__Brano proposto__
Gli additivi e i conservanti presenti in molti cibi, soprattutto quelli confezionati, potrebbero contribuire alla sedentarietà. A suggerirlo è uno studio pubblicato sulla rivista Circulation che mostra come i fosfati riducano la capacità di movimento negli animali, impoverendo i muscoli di energia. Inoltre, un eccesso di fosfati nel sangue è associato a sedentarietà nell’uomo. Il lavoro di ricerca è stato condotto da Wanpen Vongpatanasin della UT Southwestern Medical Center di Dallas che spiega: non si dovrebbero mangiare più di 700 milligrammi di fosfati al giorno, ma circa un terzo della popolazione ne consuma anche 4 volte di più quotidianamente.
I fosfati
I fosfati vengono spesso associati al prosciutto cotto. In realtà gli additivi di fosfato sono contenuti anche in tantissimi altri cibi in commercio: dal purè ai formaggini, passando per i gelati e le bibite a base di Cola. Questi additivi vengono aggiunti per diversi motivi: per prevenire grumi negli impasti e migliorare la consistenza del cibo. Tuttavia i fosfati più pericolosi per l’organismo sono quelli aggiunti ai cibi come conservante: si ritrovano ad esempio nei cibi pronti surgelati, nelle carni lavorate come wurstel e salsicce, nelle bibite.

__Dati archiviati__

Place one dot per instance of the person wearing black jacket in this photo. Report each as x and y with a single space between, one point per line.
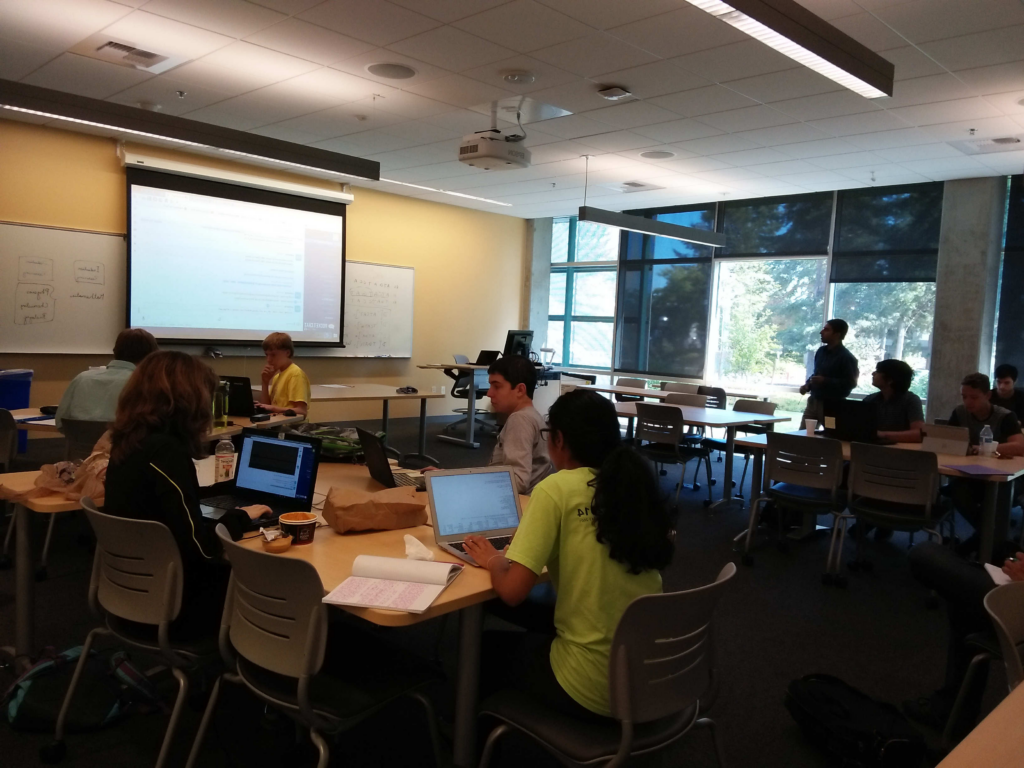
163 413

__Compiti da svolgere__
a) Rispondi a queste domande sul brano sui fosfati negli alimenti:
(i) Su quale rivista è uscito lo studio?
(ii) Qual è la quantità massima di fosfati da mangiare ogni giorno?
(iii) Per quali motivi si aggiungono questi additivi ai cibi?
b) Scrivi il seguito del brano sui fosfati negli alimenti, partendo dopo la sua ultima frase.

__Risposte ai compiti__
a)
(i) Sulla rivista Circulation.
(ii) 700 milligrammi al giorno.
(iii) Per prevenire grumi negli impasti e migliorare la consistenza del cibo.

b)
Lo studio
I ricercatori texani hanno visto che i topolini cui veniva somministrata una dieta molto ricca di fosfati inorganici nell’arco di 12 settimane avevano difficoltà a svolgere attività fisica, ridotte fonti di energia nei muscoli e modifiche nel funzionamento di geni importanti per il metabolismo dei muscoli. Inoltre gli esperti hanno studiato i livelli di fosfati nel sangue del campione afferente allo studio Dallas Heart Study e hanno visto che maggiore era la concentrazione di questi composti nel sangue, più sedentari risultavano gli individui.
In altre parole, se il fosforo contenuto naturalmente negli alimenti non crea particolari problemi alla salute perché non viene metabolizzato dall’organismo, quello artificiale va guardato con sospetto. Trattandosi di sostanze molto diffuse nell’industria alimentare, concludono i ricercatori, è auspicabile che altri studi facciano chiarezza sul tema.